→ Consigne
Transcrivez fidèlement le passage de la notice sur Les Aventures de Mademoiselle Mariette qui va de « BAUDELAIRE, ASSELINEAU ET » jusqu'à « LUI PAR LORTIC. ».

→ Texte à étudier
-----

Œuvres illustrées. - Les Aventures de Mademoiselle Mariette avec quatre eaux-fortes dessinées et gravées par Morin

Paris, Poulet-Malassis et de Broise, 1862

BAUDELAIRE, ASSELINEAU ET LEURS AMIS : LES EXPLOITS DE “LA GÉNÉRATION DE 1820” (C. PICHOIS) RACONTÉS PAR CHAMPFLEURY DANS UN ROMAN À CLÉ.

EXEMPLAIRE PERSONNEL DE POULET-MALASSIS RELIÉ POUR LUI PAR LORTIC.

IL PASSA PAR LA SUITE DANS LA PRESTIGIEUSE COLLECTION BAUDELAIRIENNE D’ALPHONSE PARRAN (QUI POSSÉDA LES ÉPREUVES CORRIGÉES DES FLEURS DU MAL AUJOURD’HUI À LA BNF), PUIS CHEZ RONALD DAVIS ET BERNARD MALLE

PREMIÈRE ÉDITION ILLUSTRÉE


In-12 (193 x 120mm). Cette édition “a paru en octobre 1861 mais presque tous les exemplaires portent sur le titre et la couverture la date de 1862” (G. Oberlé, op. cit. infra., n° 312). Marque typographique sur la page de titre

COLLATION : 

π2 1-1212 134

ILLUSTRATION : frontispice et 3 planches dessinés et gravés à l’eau-forte par Edmond Morin (1824-1882), et tirés sur chine

ANNOTATION : MANUSCRITE autographe d’Auguste Poulet-Malassis, signée de son monogramme, à l’encre noire :

“Charles Baudelaire avait commencé, pour un homme de lettres de ses amis chargé d’une correspondance dans un journal anglais, une Clef des Avantures de Mademoiselle Mariette qu’il n’acheva pas. Elle s’arrête à son propre nom dans l’autographe que nous copions :

15 mars 1853

Mon cher ami, avant hier dimanche, j’ai remis aussitôt après vous avoir quitté, non pas à [Charles] Barbara lui-même, mais à un homme en uniforme qui sert de concierge à l’hôpital, l’argent dont je m’étais chargé. Quant à ce que je vous envoie aujourd’hui, vous ne vous en servirez peut-être pas, peut-être croirez-vous utile de le modifier ; moi, j’ai cru bon de faire une note un peu longue ; - parce que les lecteurs anglais ne connaissent pas le petit monde en question :

Nous devons à l’obligeance d’une des personnes qui ont vécu dans l’intimité du monde décrit par M. Champfleury dans l’Histoire de Mademoiselle Mariette, et par M. Henri Murger dans les Scènes de la vie de Bohème, une clef de l’ouvrage que nous offrons aujourd’hui au public. Nous présumons, que pour nos lecteurs comme pour nous, l’extrême liberté - l’impartialité qui a évidemment présidé à la fabrication de cette clef suffiront à prouver qu’elle est vraie.

-----

→ Données recueillies
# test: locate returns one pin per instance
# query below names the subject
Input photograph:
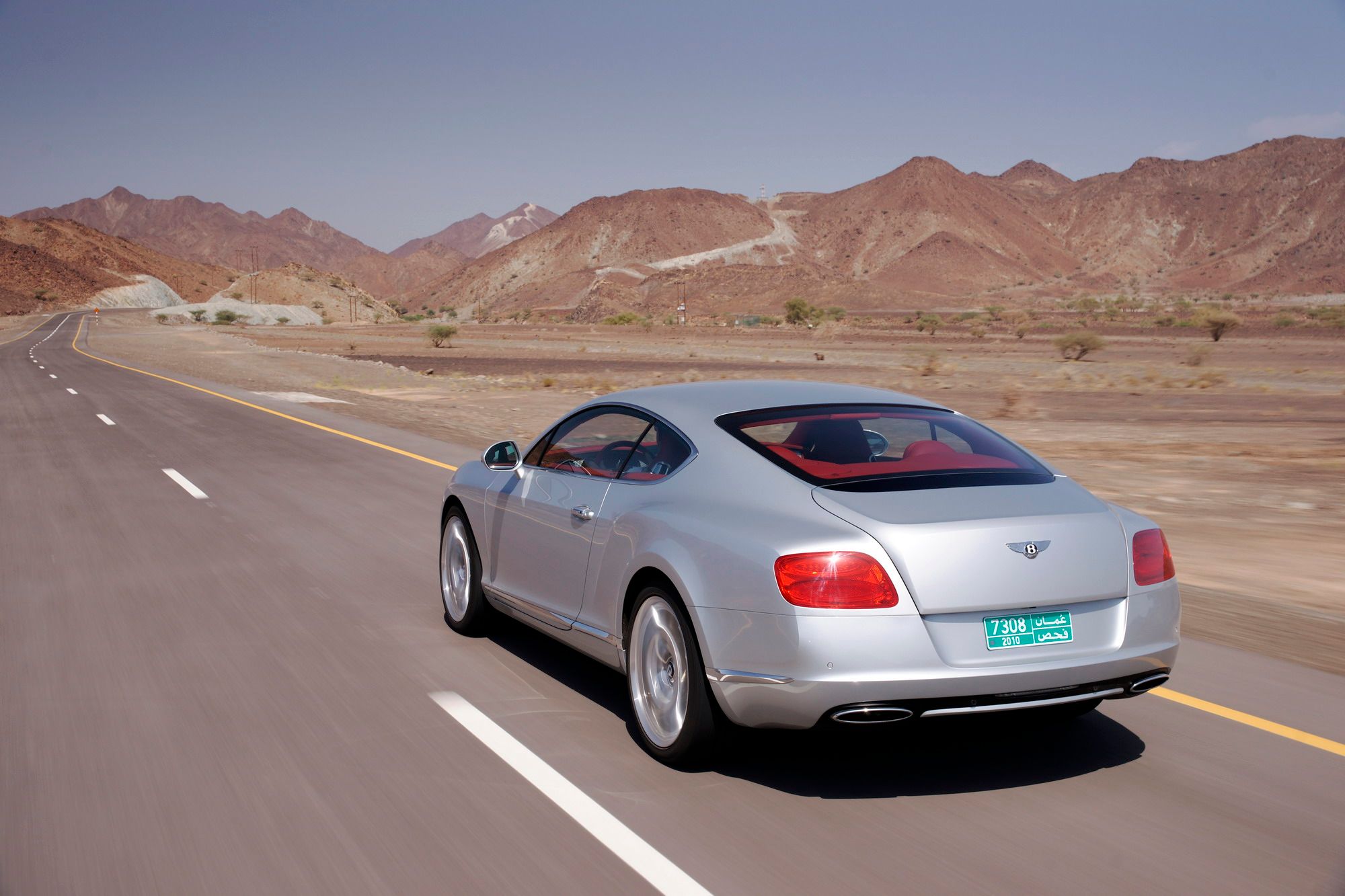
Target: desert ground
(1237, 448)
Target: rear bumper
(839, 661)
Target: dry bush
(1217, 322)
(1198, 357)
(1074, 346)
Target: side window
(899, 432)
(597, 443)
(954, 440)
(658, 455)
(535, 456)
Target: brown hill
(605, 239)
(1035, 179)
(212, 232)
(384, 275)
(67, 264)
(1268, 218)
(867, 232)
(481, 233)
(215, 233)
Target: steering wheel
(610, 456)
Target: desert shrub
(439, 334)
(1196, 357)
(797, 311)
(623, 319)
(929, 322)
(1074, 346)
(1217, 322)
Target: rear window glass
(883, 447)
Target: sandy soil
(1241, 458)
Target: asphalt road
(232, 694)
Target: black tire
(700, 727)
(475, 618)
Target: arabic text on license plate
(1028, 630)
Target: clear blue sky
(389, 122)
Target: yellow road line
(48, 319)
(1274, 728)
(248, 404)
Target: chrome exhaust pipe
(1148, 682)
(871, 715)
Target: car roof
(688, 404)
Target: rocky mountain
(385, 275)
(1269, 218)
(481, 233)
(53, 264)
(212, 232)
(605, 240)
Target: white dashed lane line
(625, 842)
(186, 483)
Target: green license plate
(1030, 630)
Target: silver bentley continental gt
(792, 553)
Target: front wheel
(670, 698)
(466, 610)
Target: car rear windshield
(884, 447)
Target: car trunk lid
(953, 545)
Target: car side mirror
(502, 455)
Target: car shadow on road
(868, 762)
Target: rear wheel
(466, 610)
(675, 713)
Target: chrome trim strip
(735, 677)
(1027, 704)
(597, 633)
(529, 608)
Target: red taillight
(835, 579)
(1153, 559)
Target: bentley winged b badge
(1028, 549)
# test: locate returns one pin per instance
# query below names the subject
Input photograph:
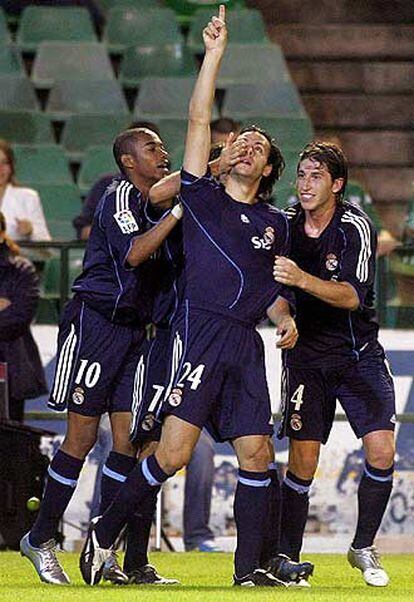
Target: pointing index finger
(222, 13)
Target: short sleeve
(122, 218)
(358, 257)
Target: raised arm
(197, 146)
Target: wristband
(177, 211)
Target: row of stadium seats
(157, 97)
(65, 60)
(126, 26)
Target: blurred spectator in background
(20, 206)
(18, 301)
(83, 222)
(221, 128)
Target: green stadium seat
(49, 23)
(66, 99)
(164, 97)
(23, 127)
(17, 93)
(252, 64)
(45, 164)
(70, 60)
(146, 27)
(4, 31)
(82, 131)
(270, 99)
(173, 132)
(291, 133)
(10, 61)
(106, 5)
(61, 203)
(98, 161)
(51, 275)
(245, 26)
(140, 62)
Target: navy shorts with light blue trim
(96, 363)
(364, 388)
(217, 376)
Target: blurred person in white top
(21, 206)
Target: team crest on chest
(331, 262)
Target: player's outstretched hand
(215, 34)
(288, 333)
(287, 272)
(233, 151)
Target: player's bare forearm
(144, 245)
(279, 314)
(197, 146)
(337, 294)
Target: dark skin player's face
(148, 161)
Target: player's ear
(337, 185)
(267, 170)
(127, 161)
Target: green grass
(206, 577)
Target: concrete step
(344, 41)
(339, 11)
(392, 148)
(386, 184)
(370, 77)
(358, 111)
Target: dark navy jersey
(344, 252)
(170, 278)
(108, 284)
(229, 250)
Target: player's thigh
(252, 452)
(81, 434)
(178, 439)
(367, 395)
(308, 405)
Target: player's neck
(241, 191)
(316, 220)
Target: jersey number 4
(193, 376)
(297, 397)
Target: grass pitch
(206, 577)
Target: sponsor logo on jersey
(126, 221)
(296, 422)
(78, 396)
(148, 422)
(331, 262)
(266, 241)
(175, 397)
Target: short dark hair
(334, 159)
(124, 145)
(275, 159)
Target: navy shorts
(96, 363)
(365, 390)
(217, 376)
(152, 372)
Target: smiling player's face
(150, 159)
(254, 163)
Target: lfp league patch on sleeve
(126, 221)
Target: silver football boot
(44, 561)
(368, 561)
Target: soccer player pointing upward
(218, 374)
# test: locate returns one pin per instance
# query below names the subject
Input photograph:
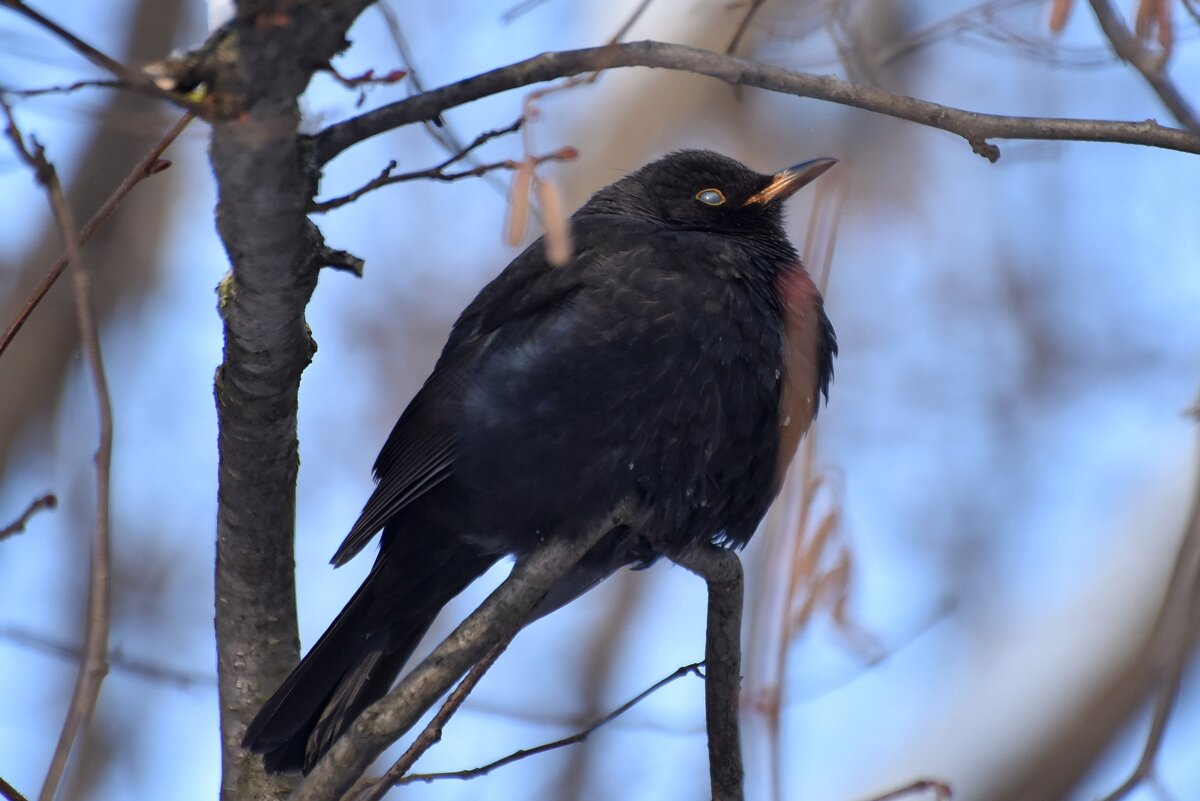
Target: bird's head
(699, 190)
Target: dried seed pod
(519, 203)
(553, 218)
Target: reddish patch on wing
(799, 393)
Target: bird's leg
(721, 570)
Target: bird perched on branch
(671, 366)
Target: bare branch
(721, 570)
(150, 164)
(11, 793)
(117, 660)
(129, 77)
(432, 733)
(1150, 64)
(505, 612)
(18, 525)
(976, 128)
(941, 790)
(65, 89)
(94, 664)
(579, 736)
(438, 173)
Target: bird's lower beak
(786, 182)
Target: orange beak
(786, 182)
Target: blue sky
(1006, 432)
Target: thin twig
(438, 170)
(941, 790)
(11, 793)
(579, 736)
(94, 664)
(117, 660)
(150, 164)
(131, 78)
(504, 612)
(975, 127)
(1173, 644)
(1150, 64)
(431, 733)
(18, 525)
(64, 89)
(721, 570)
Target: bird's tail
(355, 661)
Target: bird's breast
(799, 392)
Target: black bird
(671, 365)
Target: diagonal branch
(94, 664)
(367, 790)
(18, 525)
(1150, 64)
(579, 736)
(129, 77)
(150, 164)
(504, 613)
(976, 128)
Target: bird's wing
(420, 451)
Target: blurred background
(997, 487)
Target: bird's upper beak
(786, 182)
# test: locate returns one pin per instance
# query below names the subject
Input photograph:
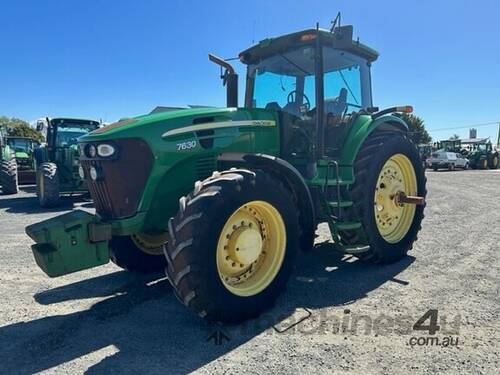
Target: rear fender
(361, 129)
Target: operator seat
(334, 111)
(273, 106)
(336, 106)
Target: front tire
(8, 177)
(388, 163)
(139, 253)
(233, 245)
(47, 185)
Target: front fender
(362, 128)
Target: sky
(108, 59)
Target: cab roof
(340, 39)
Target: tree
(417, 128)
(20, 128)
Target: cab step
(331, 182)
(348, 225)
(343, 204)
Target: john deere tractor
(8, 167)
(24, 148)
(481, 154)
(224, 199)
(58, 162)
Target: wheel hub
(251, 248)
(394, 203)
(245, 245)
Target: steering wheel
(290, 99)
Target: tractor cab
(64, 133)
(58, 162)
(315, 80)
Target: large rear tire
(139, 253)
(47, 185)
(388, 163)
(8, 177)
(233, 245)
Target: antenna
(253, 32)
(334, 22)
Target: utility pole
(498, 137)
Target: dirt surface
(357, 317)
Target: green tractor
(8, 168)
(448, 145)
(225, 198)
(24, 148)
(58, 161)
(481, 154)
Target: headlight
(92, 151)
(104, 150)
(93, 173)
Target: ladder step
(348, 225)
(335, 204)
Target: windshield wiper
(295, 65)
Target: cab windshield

-----

→ Réponse
BAUDELAIRE, ASSELINEAU ET LEURS AMIS : LES EXPLOITS DE “LA GÉNÉRATION DE 1820” (C. PICHOIS) RACONTÉS PAR CHAMPFLEURY DANS UN ROMAN À CLÉ.

EXEMPLAIRE PERSONNEL DE POULET-MALASSIS RELIÉ POUR LUI PAR LORTIC.